START Records for processing
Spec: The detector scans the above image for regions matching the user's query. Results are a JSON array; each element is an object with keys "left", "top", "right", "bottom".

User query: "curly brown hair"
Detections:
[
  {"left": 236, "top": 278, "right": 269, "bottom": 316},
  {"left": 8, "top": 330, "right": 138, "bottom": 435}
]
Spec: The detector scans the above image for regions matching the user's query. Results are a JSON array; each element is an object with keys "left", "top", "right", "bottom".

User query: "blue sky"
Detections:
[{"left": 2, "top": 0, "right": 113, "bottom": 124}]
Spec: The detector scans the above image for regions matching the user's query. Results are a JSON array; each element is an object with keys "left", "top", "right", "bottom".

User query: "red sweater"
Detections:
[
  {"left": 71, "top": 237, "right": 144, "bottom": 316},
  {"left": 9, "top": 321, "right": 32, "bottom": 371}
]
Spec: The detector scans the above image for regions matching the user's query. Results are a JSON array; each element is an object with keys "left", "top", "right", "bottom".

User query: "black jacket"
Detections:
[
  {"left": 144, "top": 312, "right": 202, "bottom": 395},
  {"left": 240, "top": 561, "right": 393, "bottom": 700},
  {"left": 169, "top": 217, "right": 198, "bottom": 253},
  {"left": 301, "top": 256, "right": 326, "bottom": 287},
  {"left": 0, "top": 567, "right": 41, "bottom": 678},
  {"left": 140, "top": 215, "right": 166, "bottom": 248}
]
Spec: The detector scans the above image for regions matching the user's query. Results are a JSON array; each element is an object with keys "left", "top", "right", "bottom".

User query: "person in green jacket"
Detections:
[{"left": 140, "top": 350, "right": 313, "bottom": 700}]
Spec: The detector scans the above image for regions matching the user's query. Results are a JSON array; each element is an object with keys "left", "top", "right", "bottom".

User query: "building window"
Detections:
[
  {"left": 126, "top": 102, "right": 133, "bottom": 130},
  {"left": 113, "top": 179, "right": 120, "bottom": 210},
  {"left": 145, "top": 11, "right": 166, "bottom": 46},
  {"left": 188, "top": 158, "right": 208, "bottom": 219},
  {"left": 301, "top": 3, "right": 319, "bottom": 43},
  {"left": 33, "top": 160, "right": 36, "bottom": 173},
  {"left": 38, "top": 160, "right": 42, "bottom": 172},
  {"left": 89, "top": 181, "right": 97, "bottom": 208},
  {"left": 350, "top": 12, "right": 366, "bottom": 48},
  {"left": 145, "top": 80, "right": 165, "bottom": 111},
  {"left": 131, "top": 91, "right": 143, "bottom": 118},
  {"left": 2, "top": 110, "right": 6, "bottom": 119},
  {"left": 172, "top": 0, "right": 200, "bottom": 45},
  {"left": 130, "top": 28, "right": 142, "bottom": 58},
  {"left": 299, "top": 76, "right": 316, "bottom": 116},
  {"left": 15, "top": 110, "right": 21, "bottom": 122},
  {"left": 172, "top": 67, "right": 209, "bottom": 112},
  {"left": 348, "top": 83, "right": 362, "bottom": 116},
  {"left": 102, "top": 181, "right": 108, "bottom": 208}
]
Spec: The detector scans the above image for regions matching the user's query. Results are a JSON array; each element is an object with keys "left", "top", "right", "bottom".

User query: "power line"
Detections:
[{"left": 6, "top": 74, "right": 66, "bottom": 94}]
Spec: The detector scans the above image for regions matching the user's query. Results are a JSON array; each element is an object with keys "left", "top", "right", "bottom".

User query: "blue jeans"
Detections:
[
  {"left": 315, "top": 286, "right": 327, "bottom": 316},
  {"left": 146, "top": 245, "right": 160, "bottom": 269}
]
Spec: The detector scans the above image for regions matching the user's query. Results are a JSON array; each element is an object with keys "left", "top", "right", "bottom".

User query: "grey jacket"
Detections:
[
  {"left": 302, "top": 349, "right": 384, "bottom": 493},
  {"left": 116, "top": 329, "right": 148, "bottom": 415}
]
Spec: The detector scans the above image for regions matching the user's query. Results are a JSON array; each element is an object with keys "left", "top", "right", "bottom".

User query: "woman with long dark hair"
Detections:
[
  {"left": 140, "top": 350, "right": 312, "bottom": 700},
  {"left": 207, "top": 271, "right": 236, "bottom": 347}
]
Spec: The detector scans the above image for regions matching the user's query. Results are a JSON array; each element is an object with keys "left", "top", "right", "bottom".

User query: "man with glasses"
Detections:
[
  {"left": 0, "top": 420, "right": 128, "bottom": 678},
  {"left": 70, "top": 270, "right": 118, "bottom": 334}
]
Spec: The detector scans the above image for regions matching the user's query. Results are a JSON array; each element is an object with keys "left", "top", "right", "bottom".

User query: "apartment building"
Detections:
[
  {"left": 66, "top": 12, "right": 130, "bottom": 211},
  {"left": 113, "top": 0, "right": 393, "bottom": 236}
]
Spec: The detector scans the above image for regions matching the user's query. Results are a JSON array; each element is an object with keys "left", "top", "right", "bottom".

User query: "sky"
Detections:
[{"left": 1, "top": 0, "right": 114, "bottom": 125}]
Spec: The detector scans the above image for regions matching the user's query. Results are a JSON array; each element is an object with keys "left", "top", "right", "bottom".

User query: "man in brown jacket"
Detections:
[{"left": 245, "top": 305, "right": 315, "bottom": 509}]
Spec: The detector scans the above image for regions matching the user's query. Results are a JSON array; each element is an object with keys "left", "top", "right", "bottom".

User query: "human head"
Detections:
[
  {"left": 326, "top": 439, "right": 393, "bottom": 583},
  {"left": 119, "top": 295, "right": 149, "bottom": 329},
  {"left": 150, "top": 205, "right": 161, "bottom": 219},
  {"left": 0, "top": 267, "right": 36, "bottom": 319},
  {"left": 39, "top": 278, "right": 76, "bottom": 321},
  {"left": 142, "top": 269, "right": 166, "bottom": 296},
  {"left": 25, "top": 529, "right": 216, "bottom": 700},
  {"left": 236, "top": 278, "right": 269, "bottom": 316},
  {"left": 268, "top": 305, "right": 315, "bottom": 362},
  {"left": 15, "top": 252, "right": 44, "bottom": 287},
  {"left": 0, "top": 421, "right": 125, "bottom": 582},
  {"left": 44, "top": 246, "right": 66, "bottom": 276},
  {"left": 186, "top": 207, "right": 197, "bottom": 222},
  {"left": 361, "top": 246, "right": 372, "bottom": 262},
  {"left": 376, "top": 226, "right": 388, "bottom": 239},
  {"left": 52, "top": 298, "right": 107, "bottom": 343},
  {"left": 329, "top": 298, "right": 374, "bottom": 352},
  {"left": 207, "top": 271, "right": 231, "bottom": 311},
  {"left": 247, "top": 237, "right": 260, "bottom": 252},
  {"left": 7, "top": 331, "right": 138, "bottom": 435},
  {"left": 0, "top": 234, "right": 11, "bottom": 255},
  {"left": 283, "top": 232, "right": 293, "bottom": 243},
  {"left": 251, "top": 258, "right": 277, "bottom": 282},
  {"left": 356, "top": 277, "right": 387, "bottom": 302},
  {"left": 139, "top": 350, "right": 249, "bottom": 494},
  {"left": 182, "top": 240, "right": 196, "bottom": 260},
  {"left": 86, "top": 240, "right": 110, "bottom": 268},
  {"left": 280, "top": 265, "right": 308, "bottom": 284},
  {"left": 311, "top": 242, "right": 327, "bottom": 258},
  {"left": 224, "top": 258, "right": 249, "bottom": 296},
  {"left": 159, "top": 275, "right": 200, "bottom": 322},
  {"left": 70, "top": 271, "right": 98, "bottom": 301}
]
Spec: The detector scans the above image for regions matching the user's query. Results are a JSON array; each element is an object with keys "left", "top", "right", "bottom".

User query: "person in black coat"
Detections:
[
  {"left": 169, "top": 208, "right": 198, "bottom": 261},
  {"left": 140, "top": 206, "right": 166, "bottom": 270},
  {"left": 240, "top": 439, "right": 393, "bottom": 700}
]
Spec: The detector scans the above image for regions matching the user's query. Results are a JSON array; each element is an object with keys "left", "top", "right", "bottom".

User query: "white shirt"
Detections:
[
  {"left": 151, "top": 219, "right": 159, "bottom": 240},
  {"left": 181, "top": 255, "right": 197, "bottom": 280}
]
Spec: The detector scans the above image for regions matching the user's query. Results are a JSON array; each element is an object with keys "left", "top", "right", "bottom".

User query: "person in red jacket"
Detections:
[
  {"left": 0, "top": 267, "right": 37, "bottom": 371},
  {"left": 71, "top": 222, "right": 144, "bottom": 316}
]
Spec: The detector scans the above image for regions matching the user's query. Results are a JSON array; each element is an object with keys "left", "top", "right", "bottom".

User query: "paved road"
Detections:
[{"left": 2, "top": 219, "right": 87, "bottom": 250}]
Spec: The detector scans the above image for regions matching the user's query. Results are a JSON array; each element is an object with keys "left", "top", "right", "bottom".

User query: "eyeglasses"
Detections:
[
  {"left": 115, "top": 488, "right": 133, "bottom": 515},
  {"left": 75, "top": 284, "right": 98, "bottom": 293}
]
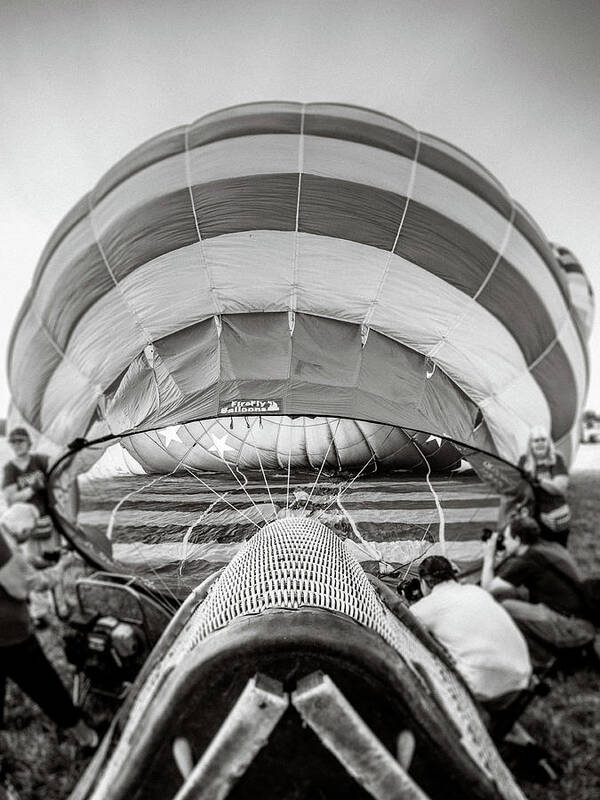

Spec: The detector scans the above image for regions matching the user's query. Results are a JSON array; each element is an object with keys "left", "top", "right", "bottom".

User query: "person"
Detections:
[
  {"left": 481, "top": 517, "right": 595, "bottom": 667},
  {"left": 1, "top": 427, "right": 61, "bottom": 626},
  {"left": 409, "top": 556, "right": 532, "bottom": 704},
  {"left": 0, "top": 528, "right": 97, "bottom": 747},
  {"left": 1, "top": 427, "right": 55, "bottom": 549},
  {"left": 518, "top": 426, "right": 571, "bottom": 546}
]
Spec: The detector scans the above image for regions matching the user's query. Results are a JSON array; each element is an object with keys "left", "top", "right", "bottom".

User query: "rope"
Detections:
[
  {"left": 412, "top": 438, "right": 446, "bottom": 555},
  {"left": 302, "top": 419, "right": 341, "bottom": 513}
]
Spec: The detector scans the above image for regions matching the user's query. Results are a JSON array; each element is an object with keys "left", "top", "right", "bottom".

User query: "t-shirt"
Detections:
[
  {"left": 410, "top": 581, "right": 531, "bottom": 701},
  {"left": 498, "top": 545, "right": 586, "bottom": 618},
  {"left": 2, "top": 453, "right": 49, "bottom": 516},
  {"left": 0, "top": 531, "right": 32, "bottom": 646},
  {"left": 518, "top": 453, "right": 568, "bottom": 515}
]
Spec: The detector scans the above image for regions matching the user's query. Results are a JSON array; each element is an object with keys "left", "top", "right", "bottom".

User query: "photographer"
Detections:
[
  {"left": 481, "top": 517, "right": 595, "bottom": 667},
  {"left": 410, "top": 556, "right": 531, "bottom": 703}
]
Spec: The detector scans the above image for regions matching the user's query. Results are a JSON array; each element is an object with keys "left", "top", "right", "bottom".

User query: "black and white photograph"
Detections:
[{"left": 1, "top": 2, "right": 599, "bottom": 798}]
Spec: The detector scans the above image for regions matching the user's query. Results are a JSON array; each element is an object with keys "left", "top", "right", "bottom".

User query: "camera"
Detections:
[
  {"left": 481, "top": 527, "right": 505, "bottom": 551},
  {"left": 398, "top": 577, "right": 423, "bottom": 604}
]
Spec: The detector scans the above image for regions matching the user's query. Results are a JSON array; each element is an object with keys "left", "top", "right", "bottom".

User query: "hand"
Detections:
[{"left": 481, "top": 531, "right": 498, "bottom": 561}]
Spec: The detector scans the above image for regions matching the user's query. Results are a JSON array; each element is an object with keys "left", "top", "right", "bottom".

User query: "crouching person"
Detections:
[
  {"left": 481, "top": 517, "right": 595, "bottom": 668},
  {"left": 411, "top": 556, "right": 532, "bottom": 705}
]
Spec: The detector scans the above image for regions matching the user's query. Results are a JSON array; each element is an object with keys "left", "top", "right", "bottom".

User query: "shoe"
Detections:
[{"left": 70, "top": 719, "right": 99, "bottom": 750}]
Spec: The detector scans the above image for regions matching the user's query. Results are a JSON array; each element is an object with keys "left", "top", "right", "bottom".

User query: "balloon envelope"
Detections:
[
  {"left": 7, "top": 102, "right": 594, "bottom": 594},
  {"left": 7, "top": 102, "right": 593, "bottom": 470}
]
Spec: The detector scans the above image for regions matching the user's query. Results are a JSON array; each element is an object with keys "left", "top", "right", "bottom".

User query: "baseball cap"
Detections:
[{"left": 8, "top": 427, "right": 31, "bottom": 443}]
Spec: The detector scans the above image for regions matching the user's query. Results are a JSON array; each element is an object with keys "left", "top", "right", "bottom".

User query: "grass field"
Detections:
[{"left": 1, "top": 448, "right": 599, "bottom": 799}]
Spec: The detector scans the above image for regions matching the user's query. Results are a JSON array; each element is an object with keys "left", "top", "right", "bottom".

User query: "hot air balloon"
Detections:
[
  {"left": 6, "top": 102, "right": 593, "bottom": 799},
  {"left": 8, "top": 102, "right": 589, "bottom": 463},
  {"left": 7, "top": 100, "right": 591, "bottom": 588}
]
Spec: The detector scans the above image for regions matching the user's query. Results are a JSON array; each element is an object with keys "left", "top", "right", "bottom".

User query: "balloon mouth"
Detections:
[{"left": 44, "top": 416, "right": 525, "bottom": 611}]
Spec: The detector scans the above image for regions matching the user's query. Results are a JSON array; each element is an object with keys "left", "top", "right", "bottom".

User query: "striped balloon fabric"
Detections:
[
  {"left": 75, "top": 470, "right": 500, "bottom": 599},
  {"left": 8, "top": 102, "right": 593, "bottom": 468}
]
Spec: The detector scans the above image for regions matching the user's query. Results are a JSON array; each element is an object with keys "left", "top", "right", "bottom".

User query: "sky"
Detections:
[{"left": 1, "top": 0, "right": 599, "bottom": 421}]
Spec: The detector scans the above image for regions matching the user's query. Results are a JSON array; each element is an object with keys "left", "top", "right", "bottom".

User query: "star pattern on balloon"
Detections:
[
  {"left": 209, "top": 433, "right": 236, "bottom": 461},
  {"left": 159, "top": 426, "right": 182, "bottom": 447}
]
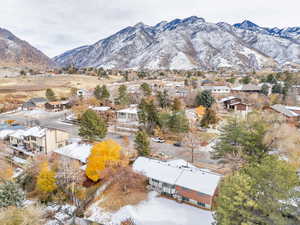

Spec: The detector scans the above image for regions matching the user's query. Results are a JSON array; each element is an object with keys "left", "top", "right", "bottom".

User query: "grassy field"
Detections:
[{"left": 0, "top": 74, "right": 122, "bottom": 101}]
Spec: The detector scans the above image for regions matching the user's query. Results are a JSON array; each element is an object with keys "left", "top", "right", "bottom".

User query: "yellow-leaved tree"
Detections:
[
  {"left": 36, "top": 162, "right": 57, "bottom": 193},
  {"left": 86, "top": 139, "right": 121, "bottom": 182}
]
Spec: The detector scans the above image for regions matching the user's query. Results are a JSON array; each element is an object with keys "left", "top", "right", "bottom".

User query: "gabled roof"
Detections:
[
  {"left": 133, "top": 157, "right": 222, "bottom": 196},
  {"left": 271, "top": 104, "right": 300, "bottom": 117},
  {"left": 29, "top": 97, "right": 47, "bottom": 103},
  {"left": 232, "top": 85, "right": 261, "bottom": 91},
  {"left": 54, "top": 143, "right": 92, "bottom": 163},
  {"left": 219, "top": 96, "right": 240, "bottom": 103},
  {"left": 22, "top": 101, "right": 36, "bottom": 108}
]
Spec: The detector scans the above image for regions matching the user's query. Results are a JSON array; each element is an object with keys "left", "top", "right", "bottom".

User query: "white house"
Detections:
[
  {"left": 201, "top": 86, "right": 231, "bottom": 94},
  {"left": 116, "top": 105, "right": 139, "bottom": 123}
]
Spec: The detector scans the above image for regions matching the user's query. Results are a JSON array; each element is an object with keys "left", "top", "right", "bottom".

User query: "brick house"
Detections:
[
  {"left": 133, "top": 157, "right": 222, "bottom": 210},
  {"left": 219, "top": 96, "right": 251, "bottom": 114},
  {"left": 45, "top": 100, "right": 71, "bottom": 112}
]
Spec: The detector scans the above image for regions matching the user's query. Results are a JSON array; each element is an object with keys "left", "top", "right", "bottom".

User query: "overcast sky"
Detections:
[{"left": 0, "top": 0, "right": 299, "bottom": 57}]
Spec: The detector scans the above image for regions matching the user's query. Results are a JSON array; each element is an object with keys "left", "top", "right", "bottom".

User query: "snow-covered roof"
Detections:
[
  {"left": 133, "top": 157, "right": 222, "bottom": 196},
  {"left": 23, "top": 127, "right": 46, "bottom": 138},
  {"left": 54, "top": 143, "right": 92, "bottom": 163},
  {"left": 117, "top": 107, "right": 138, "bottom": 114},
  {"left": 232, "top": 84, "right": 261, "bottom": 91},
  {"left": 92, "top": 106, "right": 111, "bottom": 112},
  {"left": 133, "top": 157, "right": 183, "bottom": 185},
  {"left": 270, "top": 104, "right": 300, "bottom": 117},
  {"left": 219, "top": 96, "right": 239, "bottom": 103},
  {"left": 9, "top": 129, "right": 27, "bottom": 139}
]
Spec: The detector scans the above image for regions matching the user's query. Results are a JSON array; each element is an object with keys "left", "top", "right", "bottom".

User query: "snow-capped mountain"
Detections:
[
  {"left": 234, "top": 20, "right": 300, "bottom": 44},
  {"left": 0, "top": 28, "right": 53, "bottom": 68},
  {"left": 53, "top": 16, "right": 300, "bottom": 71}
]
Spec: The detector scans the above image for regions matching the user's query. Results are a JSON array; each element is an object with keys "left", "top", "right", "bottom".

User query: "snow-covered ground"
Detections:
[{"left": 86, "top": 192, "right": 214, "bottom": 225}]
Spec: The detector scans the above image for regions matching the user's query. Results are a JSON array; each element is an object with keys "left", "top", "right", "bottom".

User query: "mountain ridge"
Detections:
[
  {"left": 53, "top": 16, "right": 300, "bottom": 71},
  {"left": 0, "top": 27, "right": 53, "bottom": 69}
]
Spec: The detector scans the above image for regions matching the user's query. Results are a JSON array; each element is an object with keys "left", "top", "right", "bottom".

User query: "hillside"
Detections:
[
  {"left": 53, "top": 16, "right": 300, "bottom": 71},
  {"left": 0, "top": 28, "right": 54, "bottom": 69}
]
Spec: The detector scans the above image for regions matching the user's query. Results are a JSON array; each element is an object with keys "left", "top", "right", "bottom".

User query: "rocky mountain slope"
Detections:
[
  {"left": 0, "top": 28, "right": 53, "bottom": 68},
  {"left": 53, "top": 17, "right": 300, "bottom": 71}
]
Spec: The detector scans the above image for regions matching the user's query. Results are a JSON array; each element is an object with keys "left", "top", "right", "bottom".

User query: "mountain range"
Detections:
[
  {"left": 53, "top": 16, "right": 300, "bottom": 71},
  {"left": 0, "top": 28, "right": 53, "bottom": 69}
]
END Records for processing
*How to complete this task*: Whenever the string "building" occurs in a line of the entries above, copy that line.

*Answer box*:
User query: "building window"
User query: "apartment building"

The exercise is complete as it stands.